[Texto para leitura]
------------------------------------------------
Tudo isso está em "Communazis - FBI Surveillance of German Emigré Writers" (Communazis - A Vigilância do FBI sobre Escritores Alemães Emigrados), que a Yale University Press acaba de lançar nos EUA. O autor é o alemão Alexander Stephan, que leciona sua língua na Universidade de Ohio e é professor convidado das universidades Princeton, da Califórnia e da Flórida.
Os documentos que comprovam as investigações estão à disposição do público desde os anos 70, mas Stephan foi o primeiro a requisitá-los e fazer uma pesquisa sistemática com os papéis. O resultado é quase um romance policial, que se lê curioso em saber o próximo passo, embora o final já seja conhecido por todos.
O termo que batiza o livro vem do modo como agentes do FBI se referiam aos escritores investigados, numa junção curiosa: primeiro eram os "comunistas" que fugiram do nazismo. Com o tempo, acabaram virando os "communazis". O preferido era mesmo Thomas Mann e sua família, que têm mil páginas de arquivo.
Seu filho Klaus Mann, autor de "Mefisto", é descrito num relatório como "reconhecido perverso sexual". O escritor morava num hotel em Nova York. Um dos investigadores do FBI diz que ele recebia regularmente um soldado para passar a noite, "embora o quarto só tenha uma cama". Em outro trecho, especula que ele tenha tido relações sexuais com sua irmã, Erika.
Já ao dramaturgo Bertolt Brecht (1898-1956) foram dedicadas 400 páginas. O autor de "O Casamento do Pequeno Burguês" não era feliz no exílio. Simpatizante do comunismo, embora não ligado oficialmente ao partido, Brecht escreveu o poema "Reflexões sobre o Inferno", sobre sua estada em Los Angeles. Deixou o país em 1947, logo após se apresentar ao Comitê de Atividades Anti-Americanas. Sobre ele, o informante "T1" chegou a gravar as conversas que mantinha durante o sexo num hotel em Santa Mônica (Califórnia) com a amante, Ruth Berlau (Brecht era casado à época), assim como várias cartas que os dois trocaram.
Agora, Alexander Stephan prepara seu próximo livro, que deve contar o que aconteceu antes do grupo de alemães ir para os EUA, quando eram investigados pela inteligência nazista. Segundo o acadêmico, são mais de 10 mil páginas ainda intocadas.
------------------------------------------------
[Exercício proposto a] Reproduza por inteiro as linhas da listagem situadas entre a que contém "May I ask you to find the brick" e a que contém "[[496, 204, 533, 244], [413, 204, 453, 244]]", inclusive. Redimensione por um fator de 1,45 somente as coordenadas das caixas delimitadoras dadas como resposta, arredondando para inteiros com metades para cima, e mantenha inalterados os demais números.
------------------------------------------------
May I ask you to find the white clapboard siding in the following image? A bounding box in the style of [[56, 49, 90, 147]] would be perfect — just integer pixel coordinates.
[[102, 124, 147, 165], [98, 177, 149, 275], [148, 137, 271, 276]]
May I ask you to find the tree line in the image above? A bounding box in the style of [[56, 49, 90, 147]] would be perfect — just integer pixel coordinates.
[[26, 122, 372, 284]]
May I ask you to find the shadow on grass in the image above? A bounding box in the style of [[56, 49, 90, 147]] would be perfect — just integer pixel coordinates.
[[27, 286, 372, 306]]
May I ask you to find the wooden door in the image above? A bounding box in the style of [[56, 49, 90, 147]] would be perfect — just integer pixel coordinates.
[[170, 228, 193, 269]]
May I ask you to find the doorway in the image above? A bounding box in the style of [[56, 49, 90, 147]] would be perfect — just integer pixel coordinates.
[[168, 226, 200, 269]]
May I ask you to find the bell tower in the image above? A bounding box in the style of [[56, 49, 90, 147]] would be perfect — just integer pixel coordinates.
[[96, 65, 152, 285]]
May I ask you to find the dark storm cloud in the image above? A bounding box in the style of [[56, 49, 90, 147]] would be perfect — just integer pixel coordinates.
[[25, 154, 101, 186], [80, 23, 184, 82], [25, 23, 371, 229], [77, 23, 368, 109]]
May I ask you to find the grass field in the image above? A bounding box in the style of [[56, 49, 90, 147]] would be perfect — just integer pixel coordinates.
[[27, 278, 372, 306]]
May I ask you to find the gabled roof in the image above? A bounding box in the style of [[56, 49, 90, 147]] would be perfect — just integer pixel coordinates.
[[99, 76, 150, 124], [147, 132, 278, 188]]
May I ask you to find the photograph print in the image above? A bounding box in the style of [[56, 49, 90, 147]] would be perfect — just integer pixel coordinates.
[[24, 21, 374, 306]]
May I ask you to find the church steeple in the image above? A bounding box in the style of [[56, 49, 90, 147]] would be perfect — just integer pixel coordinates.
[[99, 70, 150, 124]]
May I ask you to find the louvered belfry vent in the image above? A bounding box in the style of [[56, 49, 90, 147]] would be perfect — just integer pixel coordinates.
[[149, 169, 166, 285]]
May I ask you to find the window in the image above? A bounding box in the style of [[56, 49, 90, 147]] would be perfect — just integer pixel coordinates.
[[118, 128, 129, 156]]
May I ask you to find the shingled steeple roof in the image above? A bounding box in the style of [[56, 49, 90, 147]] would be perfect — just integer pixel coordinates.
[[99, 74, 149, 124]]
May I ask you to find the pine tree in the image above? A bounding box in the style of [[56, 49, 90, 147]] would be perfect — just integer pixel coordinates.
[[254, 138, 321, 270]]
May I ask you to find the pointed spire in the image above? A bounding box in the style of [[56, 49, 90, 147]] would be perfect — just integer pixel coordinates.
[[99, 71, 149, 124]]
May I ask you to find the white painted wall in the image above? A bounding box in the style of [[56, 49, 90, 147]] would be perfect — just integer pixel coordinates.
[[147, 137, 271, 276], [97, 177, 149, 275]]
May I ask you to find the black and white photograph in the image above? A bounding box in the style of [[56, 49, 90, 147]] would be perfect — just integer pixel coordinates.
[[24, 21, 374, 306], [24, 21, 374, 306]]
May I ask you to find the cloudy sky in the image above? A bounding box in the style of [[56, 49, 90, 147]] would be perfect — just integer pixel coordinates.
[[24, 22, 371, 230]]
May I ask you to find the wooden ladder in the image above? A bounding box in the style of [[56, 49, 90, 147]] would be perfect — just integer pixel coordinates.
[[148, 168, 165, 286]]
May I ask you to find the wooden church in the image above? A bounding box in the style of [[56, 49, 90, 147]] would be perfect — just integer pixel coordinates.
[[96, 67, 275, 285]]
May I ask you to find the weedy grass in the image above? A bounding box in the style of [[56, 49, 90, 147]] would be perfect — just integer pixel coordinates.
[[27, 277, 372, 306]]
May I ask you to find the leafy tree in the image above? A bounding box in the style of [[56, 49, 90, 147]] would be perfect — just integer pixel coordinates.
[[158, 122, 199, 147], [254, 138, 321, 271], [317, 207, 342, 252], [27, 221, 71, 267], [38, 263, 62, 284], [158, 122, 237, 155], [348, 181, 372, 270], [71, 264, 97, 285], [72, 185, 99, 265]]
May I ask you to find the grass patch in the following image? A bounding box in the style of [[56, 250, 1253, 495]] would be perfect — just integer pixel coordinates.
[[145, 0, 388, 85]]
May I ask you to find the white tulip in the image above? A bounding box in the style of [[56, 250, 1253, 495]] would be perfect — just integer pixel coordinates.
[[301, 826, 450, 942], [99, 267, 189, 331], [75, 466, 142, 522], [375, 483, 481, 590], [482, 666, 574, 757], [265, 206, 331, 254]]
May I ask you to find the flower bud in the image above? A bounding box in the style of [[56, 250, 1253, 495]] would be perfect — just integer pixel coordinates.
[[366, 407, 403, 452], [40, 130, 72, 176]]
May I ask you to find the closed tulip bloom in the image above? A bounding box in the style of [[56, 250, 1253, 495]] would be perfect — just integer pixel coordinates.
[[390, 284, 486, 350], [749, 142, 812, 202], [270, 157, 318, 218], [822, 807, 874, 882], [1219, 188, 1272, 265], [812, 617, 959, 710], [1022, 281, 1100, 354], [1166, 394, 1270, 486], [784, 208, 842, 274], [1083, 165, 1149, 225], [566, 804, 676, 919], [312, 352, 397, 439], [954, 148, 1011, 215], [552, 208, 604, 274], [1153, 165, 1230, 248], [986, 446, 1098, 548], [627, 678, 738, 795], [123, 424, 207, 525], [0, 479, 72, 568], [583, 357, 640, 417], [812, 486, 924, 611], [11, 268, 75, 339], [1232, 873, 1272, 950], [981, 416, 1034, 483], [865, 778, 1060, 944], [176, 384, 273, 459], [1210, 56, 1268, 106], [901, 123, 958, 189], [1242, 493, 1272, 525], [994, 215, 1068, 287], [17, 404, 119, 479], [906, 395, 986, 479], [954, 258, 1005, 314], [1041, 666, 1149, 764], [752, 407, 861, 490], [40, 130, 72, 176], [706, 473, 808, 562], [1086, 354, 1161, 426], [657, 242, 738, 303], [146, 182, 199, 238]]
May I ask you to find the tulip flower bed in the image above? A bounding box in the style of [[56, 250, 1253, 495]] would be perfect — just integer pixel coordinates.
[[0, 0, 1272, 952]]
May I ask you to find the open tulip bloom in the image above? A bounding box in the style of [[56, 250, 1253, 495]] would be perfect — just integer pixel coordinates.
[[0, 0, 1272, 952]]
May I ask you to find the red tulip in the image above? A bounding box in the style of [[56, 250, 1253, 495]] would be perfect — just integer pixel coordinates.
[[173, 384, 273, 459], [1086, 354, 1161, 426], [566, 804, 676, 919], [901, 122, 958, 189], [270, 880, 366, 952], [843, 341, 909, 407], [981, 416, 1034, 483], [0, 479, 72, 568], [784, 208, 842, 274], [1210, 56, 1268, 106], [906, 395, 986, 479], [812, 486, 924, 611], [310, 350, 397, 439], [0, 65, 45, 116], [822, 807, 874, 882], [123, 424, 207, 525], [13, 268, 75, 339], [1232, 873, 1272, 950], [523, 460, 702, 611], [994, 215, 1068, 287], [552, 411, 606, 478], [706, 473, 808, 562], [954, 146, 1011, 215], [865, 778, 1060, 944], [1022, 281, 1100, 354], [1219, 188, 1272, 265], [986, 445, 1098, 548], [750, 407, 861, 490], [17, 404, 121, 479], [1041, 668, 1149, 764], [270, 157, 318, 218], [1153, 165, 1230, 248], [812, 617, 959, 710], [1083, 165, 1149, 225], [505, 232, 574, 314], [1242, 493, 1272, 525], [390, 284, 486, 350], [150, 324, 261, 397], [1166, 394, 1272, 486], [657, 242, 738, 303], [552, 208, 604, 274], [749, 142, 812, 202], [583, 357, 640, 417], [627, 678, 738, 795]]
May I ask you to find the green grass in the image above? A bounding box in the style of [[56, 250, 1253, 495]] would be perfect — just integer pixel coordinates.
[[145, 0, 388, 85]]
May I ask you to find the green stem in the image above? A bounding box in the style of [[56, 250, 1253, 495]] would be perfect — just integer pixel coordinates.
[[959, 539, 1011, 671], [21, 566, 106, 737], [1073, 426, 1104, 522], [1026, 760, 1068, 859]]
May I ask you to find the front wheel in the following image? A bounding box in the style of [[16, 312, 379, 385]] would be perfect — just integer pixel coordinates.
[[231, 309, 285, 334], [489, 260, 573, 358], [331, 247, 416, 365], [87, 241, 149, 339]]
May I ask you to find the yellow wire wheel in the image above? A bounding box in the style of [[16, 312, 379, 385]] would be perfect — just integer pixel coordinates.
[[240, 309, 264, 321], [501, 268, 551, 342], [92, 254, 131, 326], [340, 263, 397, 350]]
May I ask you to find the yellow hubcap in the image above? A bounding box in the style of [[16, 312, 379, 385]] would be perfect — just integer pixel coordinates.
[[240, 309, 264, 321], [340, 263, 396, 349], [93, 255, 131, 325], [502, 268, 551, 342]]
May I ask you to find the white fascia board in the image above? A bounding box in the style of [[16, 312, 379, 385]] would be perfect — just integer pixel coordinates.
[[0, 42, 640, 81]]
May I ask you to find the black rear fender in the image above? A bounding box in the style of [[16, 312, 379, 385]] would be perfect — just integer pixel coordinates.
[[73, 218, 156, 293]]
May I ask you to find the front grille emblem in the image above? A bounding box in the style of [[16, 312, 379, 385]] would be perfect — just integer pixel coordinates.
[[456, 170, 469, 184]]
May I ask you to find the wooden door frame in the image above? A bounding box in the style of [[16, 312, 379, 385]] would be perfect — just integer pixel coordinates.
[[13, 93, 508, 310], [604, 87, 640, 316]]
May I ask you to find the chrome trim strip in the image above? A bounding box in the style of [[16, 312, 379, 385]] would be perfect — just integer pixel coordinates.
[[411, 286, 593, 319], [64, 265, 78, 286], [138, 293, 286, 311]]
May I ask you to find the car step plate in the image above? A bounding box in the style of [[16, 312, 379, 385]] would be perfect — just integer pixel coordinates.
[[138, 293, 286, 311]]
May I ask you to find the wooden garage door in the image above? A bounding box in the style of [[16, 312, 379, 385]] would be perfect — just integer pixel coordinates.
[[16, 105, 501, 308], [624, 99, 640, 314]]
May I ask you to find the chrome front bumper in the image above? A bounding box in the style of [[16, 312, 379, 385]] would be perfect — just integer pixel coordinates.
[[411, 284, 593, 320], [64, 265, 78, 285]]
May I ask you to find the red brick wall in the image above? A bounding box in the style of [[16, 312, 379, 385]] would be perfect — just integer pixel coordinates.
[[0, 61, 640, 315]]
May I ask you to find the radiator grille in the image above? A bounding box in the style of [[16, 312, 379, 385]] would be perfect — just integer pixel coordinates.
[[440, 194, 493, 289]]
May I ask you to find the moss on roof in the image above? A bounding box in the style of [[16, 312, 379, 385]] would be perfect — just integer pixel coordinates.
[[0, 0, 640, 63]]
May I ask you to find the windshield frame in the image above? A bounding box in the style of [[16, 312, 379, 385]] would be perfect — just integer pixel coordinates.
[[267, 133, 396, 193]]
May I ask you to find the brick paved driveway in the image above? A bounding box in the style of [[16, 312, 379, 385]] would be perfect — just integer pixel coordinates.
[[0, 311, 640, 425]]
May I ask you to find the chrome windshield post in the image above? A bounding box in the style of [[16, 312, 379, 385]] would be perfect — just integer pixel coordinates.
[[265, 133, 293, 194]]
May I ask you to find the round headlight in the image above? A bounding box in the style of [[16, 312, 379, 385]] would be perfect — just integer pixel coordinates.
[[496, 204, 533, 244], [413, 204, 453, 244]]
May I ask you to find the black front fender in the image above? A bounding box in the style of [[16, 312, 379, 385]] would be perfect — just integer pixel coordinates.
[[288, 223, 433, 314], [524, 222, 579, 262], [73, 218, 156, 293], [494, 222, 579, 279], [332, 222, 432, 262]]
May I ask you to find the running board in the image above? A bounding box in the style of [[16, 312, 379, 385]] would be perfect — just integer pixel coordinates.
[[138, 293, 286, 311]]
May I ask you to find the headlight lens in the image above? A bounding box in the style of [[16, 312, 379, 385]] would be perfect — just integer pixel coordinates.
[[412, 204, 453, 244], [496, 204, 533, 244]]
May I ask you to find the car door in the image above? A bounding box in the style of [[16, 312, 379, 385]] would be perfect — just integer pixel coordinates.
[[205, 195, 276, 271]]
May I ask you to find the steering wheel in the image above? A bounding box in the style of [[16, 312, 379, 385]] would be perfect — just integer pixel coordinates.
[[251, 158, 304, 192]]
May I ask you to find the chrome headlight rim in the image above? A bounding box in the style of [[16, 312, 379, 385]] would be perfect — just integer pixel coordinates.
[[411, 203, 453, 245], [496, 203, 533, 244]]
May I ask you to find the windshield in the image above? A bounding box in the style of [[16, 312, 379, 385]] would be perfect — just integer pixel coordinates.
------------------------------------------------
[Exercício proposto b] De acordo com o texto sobre a vigilância do FBI, quantas páginas foram dedicadas a Bertolt Brecht?

[Resolução detalhada a]
May I ask you to find the brick paved driveway in the image above? A bounding box in the style of [[16, 312, 379, 385]] would be perfect — just integer pixel coordinates.
[[0, 451, 928, 616]]
May I ask you to find the chrome windshield post in the image above? A bounding box in the style of [[16, 312, 379, 385]] would be perfect — just integer pixel coordinates.
[[384, 193, 425, 281]]
May I ask you to find the round headlight in the image above? A bounding box in the style of [[16, 312, 379, 385]] would be perfect — just integer pixel coordinates.
[[719, 296, 773, 354], [599, 296, 657, 354]]

[Resolução detalhada b] Foram dedicadas 400 páginas a Bertolt Brecht.